### [Given exercise]
Rewrite every line of the data below, point requests included, and scale each x and y coordinate in the answers by 1.85, rounding to the nearest whole number with halves going up.

### [Entries provided]
----------------------------------------
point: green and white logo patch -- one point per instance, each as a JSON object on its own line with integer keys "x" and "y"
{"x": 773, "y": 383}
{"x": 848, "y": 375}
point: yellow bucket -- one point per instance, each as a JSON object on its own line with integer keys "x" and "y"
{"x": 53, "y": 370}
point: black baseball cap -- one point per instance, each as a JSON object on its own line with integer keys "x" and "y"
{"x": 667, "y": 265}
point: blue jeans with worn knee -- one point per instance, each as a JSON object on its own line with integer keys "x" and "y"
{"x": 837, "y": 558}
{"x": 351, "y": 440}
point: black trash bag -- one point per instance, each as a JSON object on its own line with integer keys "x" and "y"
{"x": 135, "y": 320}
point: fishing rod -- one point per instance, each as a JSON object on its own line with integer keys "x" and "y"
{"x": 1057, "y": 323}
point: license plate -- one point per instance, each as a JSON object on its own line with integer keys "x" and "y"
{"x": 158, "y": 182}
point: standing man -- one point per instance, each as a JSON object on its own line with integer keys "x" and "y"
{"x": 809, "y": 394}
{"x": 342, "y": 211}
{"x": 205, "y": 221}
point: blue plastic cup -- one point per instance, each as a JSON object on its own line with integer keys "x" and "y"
----------------------------------------
### [Exercise answer]
point: green and white logo patch -- one point per instance, each as a JSON object on its own line with integer keys "x" and "y"
{"x": 1430, "y": 709}
{"x": 1569, "y": 694}
point: yellow bucket -- one point per instance, each as a JSON object on its own line with integer keys "x" and "y"
{"x": 98, "y": 685}
point: black baseball cap -- one point per instance, each as a JSON object on its own line with integer keys "x" and "y"
{"x": 1234, "y": 490}
point: blue jeans with worn knee -- one point per instance, each as a JSON object on its own line with integer keys "x" and "y"
{"x": 1548, "y": 1032}
{"x": 649, "y": 814}
point: black trash bag -- one point per instance, each as a JSON object on its own line with integer keys "x" and "y"
{"x": 250, "y": 592}
point: fishing rod -- one point per instance, each as a JSON object on its own line with integer keys "x" and "y"
{"x": 1955, "y": 598}
point: license plate -- one point per instance, each as a JSON object on its own line with integer keys "x" and "y"
{"x": 292, "y": 337}
point: standing man -- one point per instance, each as a JSON object on its own line with integer keys "x" and "y"
{"x": 1497, "y": 729}
{"x": 633, "y": 390}
{"x": 379, "y": 409}
point: blue plastic cup -- one point per instance, each as a JSON object on its own line with integer keys "x" and "y"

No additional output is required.